In the lot essay on Falle, what does the essay give as the reason that 2001 was a pivotal point in the artist's career? Answer in one to three sentences.

Excerpt to read:
........
Lot Essay
'Having set the fundamentals, the stage, I introduce the actors on the stage. Then it happens - when I set the inhabitants into a relation, I am not able to plan. In between the figures, and in between the figures and me, subtle relations start to be created. A microclimate comes into being'
(N. Rauch, quoted in A. Lubov 'The New Leipzig School', Neo Rauch: para, exh. cat., New York, 2007, p. 69).
'The most important quality features in painting for me are peculiarity, suggestiveness and timelessness'
(N. Rauch, quoted in Neo Rauch: Neue Rollen: Paintings 1993-2006, exh. cat., Wolfsburg, 2006, p. 166).
Towering above us, Falle (Trap) engulfs the viewer in a curiously evocative dreamscape of Neo Rauch's imagining. Painted in 2001, Falle was created at a pivotal point in the artist's career, coinciding with the artist's exhibition at the Venice Biennale, Museum Ludwig, Cologne, and Deutsche Guggenheim, Berlin. A vast insight into the mind and imagination of one of the most important painters active in Germany today, Falle combines various elements to create a strange oneiric allegory, showing a world overrun by a creature which the man in the foreground- recognisable as the artist himself- is attempting to lure into captivity. Depicted as a robust 1950s archetype, the self-portrait forms part of a larger visual narrative portraying the alienation of the model citizen. Set against an illusory anachronistic backdrop, the expanse of saffron water stretches into the distance towards the idyllic futuristic landscape, capped with a swirling sky of asphalt tentacles. Painted on a monumental scale, the viewer is offered a view into the collapsing utopia, set apart from the scene by a banister, further distancing us from the dreamscape.
........
Rows:
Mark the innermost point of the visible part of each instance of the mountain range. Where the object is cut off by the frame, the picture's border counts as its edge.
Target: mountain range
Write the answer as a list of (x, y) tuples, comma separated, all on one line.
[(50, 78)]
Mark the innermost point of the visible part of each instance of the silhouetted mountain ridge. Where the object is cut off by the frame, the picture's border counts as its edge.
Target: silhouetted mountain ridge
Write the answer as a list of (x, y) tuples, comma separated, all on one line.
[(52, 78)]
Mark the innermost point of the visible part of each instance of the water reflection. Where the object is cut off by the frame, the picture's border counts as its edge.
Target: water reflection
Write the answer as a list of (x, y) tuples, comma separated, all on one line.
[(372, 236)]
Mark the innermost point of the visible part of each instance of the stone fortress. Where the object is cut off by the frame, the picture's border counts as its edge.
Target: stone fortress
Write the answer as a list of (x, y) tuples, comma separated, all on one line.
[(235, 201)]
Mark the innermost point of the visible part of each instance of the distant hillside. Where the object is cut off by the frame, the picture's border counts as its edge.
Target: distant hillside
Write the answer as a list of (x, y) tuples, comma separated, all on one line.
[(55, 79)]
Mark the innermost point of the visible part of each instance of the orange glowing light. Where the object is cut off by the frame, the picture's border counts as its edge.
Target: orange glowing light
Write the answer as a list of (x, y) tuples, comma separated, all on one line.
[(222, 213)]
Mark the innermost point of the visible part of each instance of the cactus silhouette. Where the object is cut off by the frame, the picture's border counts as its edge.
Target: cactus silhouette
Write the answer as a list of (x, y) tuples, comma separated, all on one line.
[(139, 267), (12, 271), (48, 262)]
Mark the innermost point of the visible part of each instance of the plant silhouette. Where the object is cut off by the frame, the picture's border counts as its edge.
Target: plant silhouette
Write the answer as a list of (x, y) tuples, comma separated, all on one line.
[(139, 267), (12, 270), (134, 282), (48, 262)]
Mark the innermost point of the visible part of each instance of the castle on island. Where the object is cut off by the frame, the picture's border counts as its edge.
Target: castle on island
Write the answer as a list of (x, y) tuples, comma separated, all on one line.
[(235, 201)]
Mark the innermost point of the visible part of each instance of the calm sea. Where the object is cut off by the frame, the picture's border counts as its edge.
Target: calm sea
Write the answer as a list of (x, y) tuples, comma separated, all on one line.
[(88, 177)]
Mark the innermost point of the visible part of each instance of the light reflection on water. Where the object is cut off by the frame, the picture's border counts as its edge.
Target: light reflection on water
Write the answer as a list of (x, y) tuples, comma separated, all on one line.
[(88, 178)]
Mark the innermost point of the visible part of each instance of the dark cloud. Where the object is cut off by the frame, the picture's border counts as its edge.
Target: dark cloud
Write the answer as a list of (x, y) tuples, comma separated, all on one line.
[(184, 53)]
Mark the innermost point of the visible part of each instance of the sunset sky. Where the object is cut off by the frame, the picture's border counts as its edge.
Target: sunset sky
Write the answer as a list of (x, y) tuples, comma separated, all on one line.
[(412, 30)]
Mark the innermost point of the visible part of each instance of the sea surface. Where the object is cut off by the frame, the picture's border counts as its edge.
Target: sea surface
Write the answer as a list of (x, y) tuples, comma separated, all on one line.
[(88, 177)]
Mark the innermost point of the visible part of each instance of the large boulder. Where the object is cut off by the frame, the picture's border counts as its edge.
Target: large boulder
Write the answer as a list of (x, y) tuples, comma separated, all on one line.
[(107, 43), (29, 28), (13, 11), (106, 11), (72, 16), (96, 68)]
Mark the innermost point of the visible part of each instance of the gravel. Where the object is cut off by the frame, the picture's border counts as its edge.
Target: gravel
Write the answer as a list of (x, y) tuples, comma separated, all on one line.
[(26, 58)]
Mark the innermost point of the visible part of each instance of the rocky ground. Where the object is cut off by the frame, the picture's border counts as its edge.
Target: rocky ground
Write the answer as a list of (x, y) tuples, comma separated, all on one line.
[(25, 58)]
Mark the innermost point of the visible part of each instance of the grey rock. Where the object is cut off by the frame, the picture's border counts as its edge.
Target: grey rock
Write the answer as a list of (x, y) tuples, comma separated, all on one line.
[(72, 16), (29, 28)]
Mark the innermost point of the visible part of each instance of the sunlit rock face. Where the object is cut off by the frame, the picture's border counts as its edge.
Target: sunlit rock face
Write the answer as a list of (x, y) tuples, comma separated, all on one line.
........
Final result:
The essay calls 2001 pivotal because the painting's creation coincided with the artist's exhibitions at the Venice Biennale, the Museum Ludwig in Cologne, and the Deutsche Guggenheim in Berlin.